◆ PROBLEM TO SOLVE
Turn the paragraph beginning "Born and raised in Shanghai" in the composer biography into a short bulleted list that keeps its main facts.

◆ TEXT BLOCK
+++

Born and raised in Shanghai, China, currently based in New York, Du Yun is an internationally-performed composer and musician. Hailed by The New York Timesas “cutting-edge” to whom the term young composer could hardly do justice”, and “an indie pop diva with an avant-garde edge;” “re-invents herself daily” so does her music,” (Time Out New York), her music exists at an artistic crossroads of chamber music, theater, pop music, opera, orchestral, cabaret, storytelling, visual arts and noise. Du Yun has received commissions include from the Detroit Symphony Orchestra, the Carnegie Hall Weill Institution Commission, the Mann Center for the Performing Arts, the Whitney Museum Live, the Fromm Foundation, Meet the Composer, violinist Hillary Hahn, cellist Matt Haimovitz, flutist Claire Chase and many more. An alumna of Shanghai Conservatory of Music, Oberlin College (BM), Harvard University (MA, PHD), she has served on the faculty of SUNY-Purchase since 2006.

+++

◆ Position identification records
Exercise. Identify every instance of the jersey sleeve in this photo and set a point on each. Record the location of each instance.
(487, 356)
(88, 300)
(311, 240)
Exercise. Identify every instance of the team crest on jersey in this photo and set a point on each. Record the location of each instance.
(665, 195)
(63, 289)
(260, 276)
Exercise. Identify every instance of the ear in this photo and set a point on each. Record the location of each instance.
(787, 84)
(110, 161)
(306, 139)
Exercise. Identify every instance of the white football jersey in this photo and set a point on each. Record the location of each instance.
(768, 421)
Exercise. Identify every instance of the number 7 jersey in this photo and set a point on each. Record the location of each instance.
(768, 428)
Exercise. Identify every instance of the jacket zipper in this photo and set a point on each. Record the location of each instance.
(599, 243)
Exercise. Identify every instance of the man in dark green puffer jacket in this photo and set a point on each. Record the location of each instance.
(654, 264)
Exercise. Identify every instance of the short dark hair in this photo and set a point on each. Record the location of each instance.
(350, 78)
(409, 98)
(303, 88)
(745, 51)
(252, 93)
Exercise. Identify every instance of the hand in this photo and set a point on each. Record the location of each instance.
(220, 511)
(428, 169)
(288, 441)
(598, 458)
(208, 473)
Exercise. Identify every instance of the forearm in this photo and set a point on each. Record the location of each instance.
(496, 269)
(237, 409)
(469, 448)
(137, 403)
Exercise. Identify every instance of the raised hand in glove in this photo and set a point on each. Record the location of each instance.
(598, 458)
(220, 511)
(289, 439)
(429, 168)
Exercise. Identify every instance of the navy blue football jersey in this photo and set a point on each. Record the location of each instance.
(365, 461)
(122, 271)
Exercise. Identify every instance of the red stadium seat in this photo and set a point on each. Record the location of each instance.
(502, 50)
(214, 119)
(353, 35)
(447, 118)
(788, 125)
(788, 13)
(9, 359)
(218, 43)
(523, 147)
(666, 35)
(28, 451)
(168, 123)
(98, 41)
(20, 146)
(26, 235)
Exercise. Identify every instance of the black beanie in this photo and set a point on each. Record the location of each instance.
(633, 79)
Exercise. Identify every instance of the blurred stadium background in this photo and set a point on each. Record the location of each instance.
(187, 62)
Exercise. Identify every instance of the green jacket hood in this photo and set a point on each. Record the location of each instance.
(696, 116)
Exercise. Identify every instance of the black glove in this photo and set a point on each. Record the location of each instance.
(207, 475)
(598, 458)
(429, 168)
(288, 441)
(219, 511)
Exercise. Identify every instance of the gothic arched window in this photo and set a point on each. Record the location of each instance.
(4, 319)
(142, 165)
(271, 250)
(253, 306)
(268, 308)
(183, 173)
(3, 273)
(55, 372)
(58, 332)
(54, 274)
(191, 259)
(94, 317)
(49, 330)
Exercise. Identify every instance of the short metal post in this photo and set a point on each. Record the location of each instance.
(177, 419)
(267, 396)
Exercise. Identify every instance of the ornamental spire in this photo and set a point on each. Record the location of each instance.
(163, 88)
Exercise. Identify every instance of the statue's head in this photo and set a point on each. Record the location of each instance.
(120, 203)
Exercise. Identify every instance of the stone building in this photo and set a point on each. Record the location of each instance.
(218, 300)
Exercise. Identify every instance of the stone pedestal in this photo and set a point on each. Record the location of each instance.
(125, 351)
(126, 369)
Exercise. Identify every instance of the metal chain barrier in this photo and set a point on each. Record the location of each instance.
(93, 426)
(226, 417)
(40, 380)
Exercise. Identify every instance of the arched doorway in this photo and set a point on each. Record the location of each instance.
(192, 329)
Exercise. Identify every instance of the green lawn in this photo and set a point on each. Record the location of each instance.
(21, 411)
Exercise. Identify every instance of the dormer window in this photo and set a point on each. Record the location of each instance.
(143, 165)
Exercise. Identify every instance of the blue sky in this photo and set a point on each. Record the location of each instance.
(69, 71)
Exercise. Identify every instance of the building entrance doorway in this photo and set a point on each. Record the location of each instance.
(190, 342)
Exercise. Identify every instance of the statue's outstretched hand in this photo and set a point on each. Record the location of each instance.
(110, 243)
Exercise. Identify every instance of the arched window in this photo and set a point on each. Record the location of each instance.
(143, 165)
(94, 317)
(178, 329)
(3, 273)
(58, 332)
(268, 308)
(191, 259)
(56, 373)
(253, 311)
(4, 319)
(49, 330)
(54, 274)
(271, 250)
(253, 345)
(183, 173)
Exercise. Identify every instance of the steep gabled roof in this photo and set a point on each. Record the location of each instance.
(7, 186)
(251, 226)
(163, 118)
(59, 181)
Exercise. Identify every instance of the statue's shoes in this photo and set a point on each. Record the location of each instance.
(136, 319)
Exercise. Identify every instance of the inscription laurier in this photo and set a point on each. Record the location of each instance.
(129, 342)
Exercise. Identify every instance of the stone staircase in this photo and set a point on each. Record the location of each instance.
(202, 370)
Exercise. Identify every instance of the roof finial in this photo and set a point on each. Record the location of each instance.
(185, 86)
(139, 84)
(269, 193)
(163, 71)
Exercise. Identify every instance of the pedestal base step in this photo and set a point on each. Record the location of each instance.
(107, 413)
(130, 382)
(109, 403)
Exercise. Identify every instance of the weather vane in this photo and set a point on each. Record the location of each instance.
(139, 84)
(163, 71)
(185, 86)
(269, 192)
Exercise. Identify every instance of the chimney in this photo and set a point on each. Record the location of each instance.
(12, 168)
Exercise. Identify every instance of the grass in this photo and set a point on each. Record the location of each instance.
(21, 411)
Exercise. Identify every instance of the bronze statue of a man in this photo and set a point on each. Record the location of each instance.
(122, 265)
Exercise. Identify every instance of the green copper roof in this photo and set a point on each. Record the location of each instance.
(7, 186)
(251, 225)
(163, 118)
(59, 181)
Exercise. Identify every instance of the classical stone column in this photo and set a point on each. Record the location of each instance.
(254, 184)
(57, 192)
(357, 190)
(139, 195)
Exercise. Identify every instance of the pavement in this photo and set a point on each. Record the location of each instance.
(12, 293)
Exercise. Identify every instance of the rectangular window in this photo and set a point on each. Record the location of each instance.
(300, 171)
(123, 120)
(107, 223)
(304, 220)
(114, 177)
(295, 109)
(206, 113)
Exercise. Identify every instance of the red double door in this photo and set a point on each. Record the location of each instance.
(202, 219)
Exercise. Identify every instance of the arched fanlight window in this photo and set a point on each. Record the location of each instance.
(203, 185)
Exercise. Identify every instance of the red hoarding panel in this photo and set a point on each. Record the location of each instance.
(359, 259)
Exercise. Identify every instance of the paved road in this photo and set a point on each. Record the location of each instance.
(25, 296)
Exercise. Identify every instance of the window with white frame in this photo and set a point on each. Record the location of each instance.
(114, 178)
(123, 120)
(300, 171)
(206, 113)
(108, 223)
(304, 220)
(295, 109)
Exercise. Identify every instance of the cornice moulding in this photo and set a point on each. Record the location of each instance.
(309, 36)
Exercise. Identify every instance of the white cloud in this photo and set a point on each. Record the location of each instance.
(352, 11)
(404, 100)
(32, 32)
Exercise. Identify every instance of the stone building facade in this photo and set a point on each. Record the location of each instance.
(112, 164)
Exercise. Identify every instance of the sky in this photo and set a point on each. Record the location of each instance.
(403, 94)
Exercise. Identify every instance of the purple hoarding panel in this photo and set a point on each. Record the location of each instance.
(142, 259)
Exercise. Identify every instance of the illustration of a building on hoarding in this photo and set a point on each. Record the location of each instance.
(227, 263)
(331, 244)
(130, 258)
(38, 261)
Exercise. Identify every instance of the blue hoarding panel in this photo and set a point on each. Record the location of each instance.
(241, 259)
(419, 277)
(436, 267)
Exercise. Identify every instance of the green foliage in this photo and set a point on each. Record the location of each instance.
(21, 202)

+++

◆ EXERCISE RESPONSE
- Du Yun was born and raised in Shanghai, China, and is now based in New York.
- She is an internationally performed composer and musician.
- The New York Times and Time Out New York have praised her.
- Her music draws on chamber music, theater, pop, opera, orchestral music, cabaret, storytelling, visual arts and noise.
- Her commissions include the Detroit Symphony Orchestra, the Carnegie Hall Weill Institution, the Mann Center for the Performing Arts, Whitney Museum Live, the Fromm Foundation, Meet the Composer, Hillary Hahn, Matt Haimovitz and Claire Chase.
- She studied at Shanghai Conservatory of Music, Oberlin College (BM) and Harvard University (MA, PhD).
- She has taught at SUNY-Purchase since 2006.